*** Excerpt ***
Grand Trunk Railroad locomotiveGrand Trunk Railroad locomotive

Heading up to Chicago on this winter day was a frigid one indeed!   I had hopped a freight train out of the Swift Yards in Poplar Bluff, Missouri, on the Union Pacific Railroad and was now heading north.  I had just crossed the Mississippi River over one of Illinois and Missouri’s oldest rail bridges nearing the town of Scott City where we had our crew-change.  I got ready to bail off my boxcar here because I had started running low on supplies. 

Scott City, Missouri is a nice, small town that sets between St. Louis and Poplar Bluff,  If you were to need to walk to Cape Girardeau, Missouri, it would only take you about one hour to do so.   This day I would not be walking that far, but did need to walk to the store so I could resupply my food bag.   Having no money on me at this time, I found myself a flap of cardboard, took out my black Magic-Marker and wrote in large, clear, fat letters, a small statement that read:  “TRAVELING.  NEED ANY FOOD HELP.  GOD BLESS YOU”.   I sat at the exit light to where traffic exits from Interstate 55 and has to stop at the redlight in order to turn right or left at the road that tee’s after the light.   I sat here for about ten minutes until a small compact car pulled up to stop at the redlight.   Her window rolled down about half ways and this nice lady gave me a McDonald’s bag with two cheeseburgers and then handed me a ten dollar bill!   The next help came from an off duty policeman.  He rolled his window down and handed me a five dollar bill!  After around 45 minutes here at this corner, I had enough food and money then.  So I could now safely buy all the other food that I didn’t get there at that corner.  Plus I now had roughly $78.00.
*** End of Excerpt ***
*** Extracted entries ***
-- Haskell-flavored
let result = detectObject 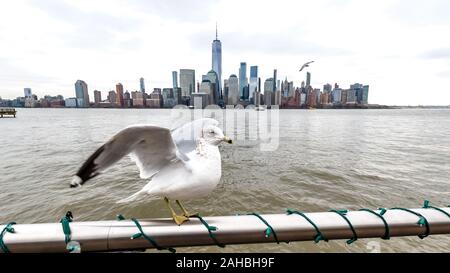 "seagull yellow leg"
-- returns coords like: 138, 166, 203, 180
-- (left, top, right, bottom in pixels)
175, 200, 197, 216
164, 197, 189, 225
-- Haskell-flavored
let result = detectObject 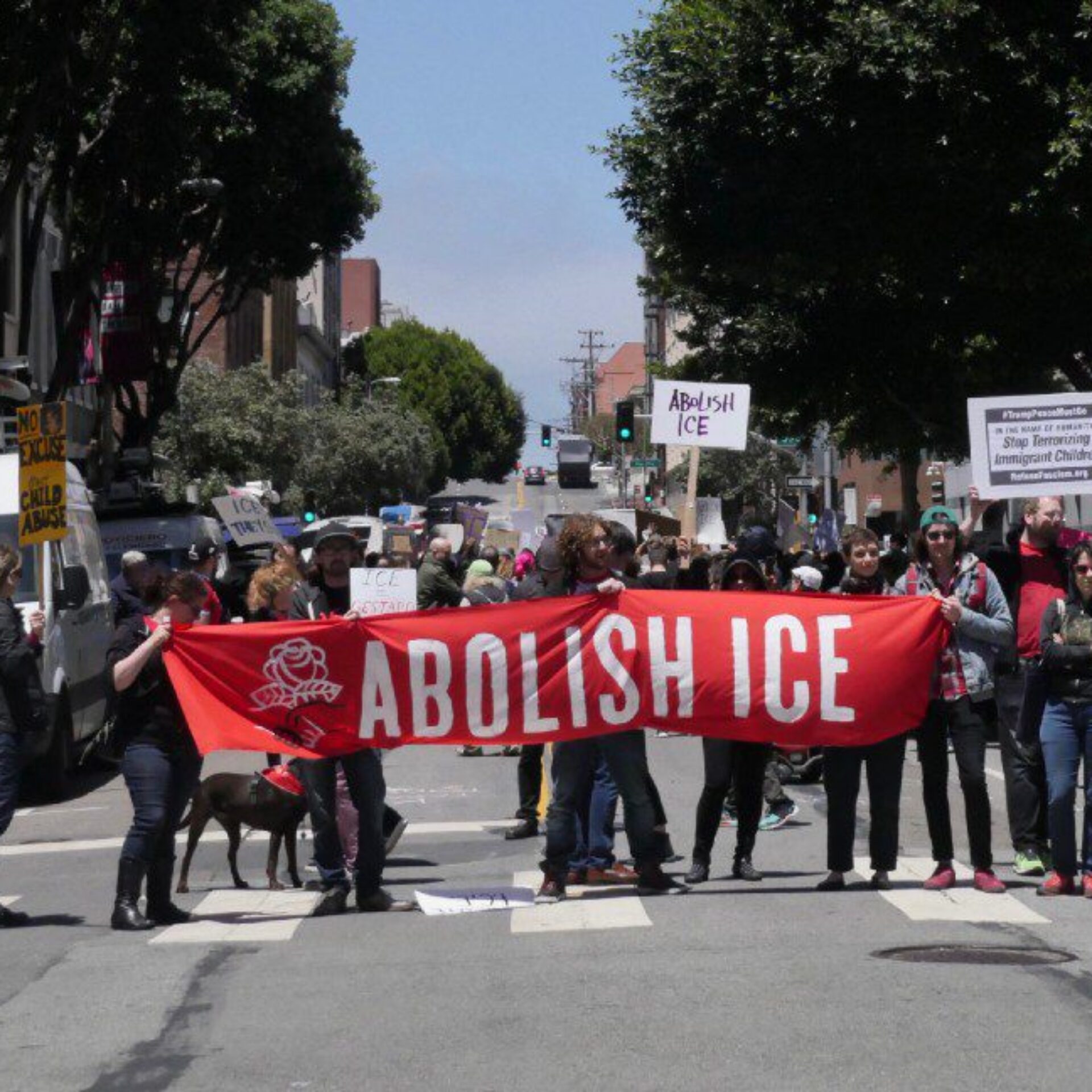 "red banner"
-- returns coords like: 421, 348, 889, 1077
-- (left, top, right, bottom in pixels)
166, 591, 947, 757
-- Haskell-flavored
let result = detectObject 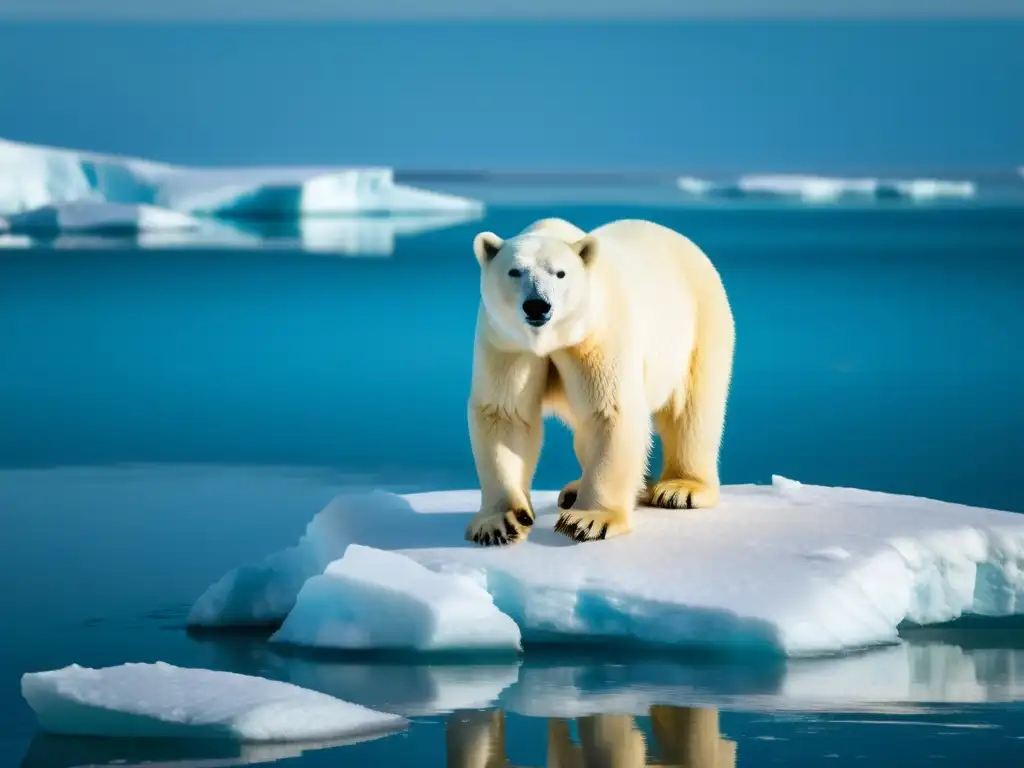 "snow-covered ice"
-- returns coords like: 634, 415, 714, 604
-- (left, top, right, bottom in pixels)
0, 139, 482, 218
9, 201, 202, 234
22, 662, 406, 741
270, 544, 521, 651
189, 477, 1024, 656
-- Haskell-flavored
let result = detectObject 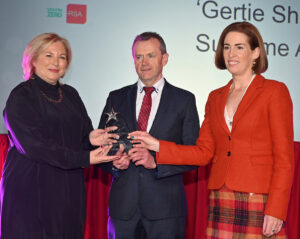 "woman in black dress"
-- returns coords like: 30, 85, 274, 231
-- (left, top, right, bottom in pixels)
0, 33, 120, 239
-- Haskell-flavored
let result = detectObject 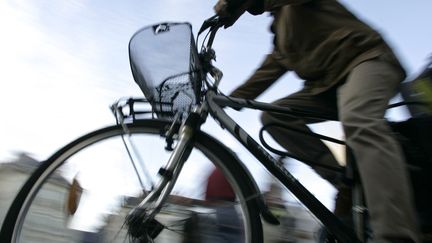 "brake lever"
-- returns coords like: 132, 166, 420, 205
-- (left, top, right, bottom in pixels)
*** End of Extracted entries ***
### Required tasks
1. Extract the passage of the Scott City account from "Heading up to" up to and including "low on supplies.".
2. Answer these questions from the Scott City account:
(a) Where did the narrator hop the freight train?
(b) What did the lady in the compact car hand over?
(c) About how much money did the narrator have at the end?
3. Summarize the Scott City account in two sentences.

### Task responses
1.
Heading up to Chicago on this winter day was a frigid one indeed!   I had hopped a freight train out of the Swift Yards in Poplar Bluff, Missouri, on the Union Pacific Railroad and was now heading north.  I had just crossed the Mississippi River over one of Illinois and Missouri’s oldest rail bridges nearing the town of Scott City where we had our crew-change.  I got ready to bail off my boxcar here because I had started running low on supplies.

2.
(a) At the Swift Yards in Poplar Bluff, Missouri, on the Union Pacific Railroad.
(b) A McDonald's bag with two cheeseburgers and a ten dollar bill.
(c) Roughly $78.00.

3. After riding a freight train north from Poplar Bluff and across the Mississippi River, the narrator got off at the Scott City crew-change because supplies were running low. With no money, the narrator held a cardboard sign at an Interstate 55 exit light and in about 45 minutes received food and cash from drivers, including an off-duty policeman, ending up with roughly $78.00.